- **Brano da leggere**
Si continua a morire di dolore. Per i medici sei vivo, ma il dolore cronico ti uccide nella personalità con la depressione, ti uccide le relazioni con l'isolamento, ti uccide nell'indipendenza con il licenziamento. L'ospedale e le cure farmacologiche sono prevalentemente orientate a sconfiggere la malattia che genera il dolore, considerato un pegno da pagare: inevitabile, anche nella percezione dei malati.
Proprio inevitabile? Papa Francesco - come spesso sa fare - ha ben riassunto questa condizione all'inizio di marzo, quando è intervenuto all'Assemblea generale della Pontificia Accademia per la Vita, che stava riflettendo su "Assistenza all'anziano e cure palliative". Ha detto il Papa: "Apprezzo il vostro impegno scientifico e culturale per assicurare che le cure palliative possano giungere a tutti coloro che ne hanno bisogno. Incoraggio i professionisti e gli studenti a specializzarsi in questo tipo di assistenza che non possiede meno valore per il fatto che "non salva la vita". Le cure palliative realizzano qualcosa di altrettanto importante: valorizzano la persona".

- **Compito assegnato**
Trascrivi testualmente la parte del brano sul dolore cronico che comincia con "Si continua a" e prosegue fino a "percezione dei malati.".

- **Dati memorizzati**

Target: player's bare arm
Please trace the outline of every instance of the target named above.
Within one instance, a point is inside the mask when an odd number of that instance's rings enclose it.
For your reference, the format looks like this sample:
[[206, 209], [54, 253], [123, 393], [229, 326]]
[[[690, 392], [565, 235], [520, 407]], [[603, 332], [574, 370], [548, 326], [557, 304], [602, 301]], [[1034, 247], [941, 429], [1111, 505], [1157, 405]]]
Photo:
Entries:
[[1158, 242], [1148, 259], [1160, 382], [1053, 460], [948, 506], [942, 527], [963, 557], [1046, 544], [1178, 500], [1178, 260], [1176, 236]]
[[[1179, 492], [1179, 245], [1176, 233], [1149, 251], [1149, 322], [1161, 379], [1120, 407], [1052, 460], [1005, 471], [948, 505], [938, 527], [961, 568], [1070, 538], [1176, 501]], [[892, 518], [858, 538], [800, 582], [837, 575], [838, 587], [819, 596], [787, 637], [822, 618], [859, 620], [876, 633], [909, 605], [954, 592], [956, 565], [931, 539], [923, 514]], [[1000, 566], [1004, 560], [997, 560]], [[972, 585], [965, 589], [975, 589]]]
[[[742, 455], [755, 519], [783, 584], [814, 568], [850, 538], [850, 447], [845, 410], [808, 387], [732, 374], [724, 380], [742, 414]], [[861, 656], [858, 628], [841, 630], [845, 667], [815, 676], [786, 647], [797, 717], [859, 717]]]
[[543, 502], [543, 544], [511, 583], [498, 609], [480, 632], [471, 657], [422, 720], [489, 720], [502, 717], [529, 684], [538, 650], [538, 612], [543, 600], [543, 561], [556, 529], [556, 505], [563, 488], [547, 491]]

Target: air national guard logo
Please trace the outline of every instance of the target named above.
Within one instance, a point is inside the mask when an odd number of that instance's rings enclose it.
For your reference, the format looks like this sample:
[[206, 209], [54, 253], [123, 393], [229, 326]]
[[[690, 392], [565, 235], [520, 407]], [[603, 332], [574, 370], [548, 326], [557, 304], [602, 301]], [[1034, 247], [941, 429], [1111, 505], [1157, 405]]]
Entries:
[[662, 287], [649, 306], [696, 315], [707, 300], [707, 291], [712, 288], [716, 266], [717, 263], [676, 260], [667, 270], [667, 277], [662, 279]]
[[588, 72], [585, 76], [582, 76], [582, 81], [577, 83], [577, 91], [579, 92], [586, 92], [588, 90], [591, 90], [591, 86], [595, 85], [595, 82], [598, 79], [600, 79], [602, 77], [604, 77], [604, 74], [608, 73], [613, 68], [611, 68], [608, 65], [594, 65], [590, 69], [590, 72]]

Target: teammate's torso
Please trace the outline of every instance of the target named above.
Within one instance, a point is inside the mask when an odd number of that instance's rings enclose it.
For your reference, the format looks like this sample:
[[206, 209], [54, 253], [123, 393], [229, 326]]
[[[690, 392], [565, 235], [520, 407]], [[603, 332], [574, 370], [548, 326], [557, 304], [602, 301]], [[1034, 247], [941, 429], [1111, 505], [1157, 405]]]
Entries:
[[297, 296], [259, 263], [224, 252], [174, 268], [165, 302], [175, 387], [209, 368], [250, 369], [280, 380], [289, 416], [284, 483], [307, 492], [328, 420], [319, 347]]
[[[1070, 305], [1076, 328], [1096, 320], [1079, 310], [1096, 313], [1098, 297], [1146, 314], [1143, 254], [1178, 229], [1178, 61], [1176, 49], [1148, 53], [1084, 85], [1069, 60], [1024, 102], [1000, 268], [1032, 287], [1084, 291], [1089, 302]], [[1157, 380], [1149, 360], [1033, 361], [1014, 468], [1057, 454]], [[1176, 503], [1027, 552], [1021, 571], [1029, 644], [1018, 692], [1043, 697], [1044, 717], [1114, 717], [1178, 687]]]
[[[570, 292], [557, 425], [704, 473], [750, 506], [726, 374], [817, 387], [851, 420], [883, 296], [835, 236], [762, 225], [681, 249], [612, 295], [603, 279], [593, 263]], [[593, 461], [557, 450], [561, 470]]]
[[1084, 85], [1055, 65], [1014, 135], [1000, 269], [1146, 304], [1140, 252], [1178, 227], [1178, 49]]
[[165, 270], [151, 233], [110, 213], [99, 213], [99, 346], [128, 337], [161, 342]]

- **Esercizio svolto**
Si continua a morire di dolore. Per i medici sei vivo, ma il dolore cronico ti uccide nella personalità con la depressione, ti uccide le relazioni con l'isolamento, ti uccide nell'indipendenza con il licenziamento. L'ospedale e le cure farmacologiche sono prevalentemente orientate a sconfiggere la malattia che genera il dolore, considerato un pegno da pagare: inevitabile, anche nella percezione dei malati.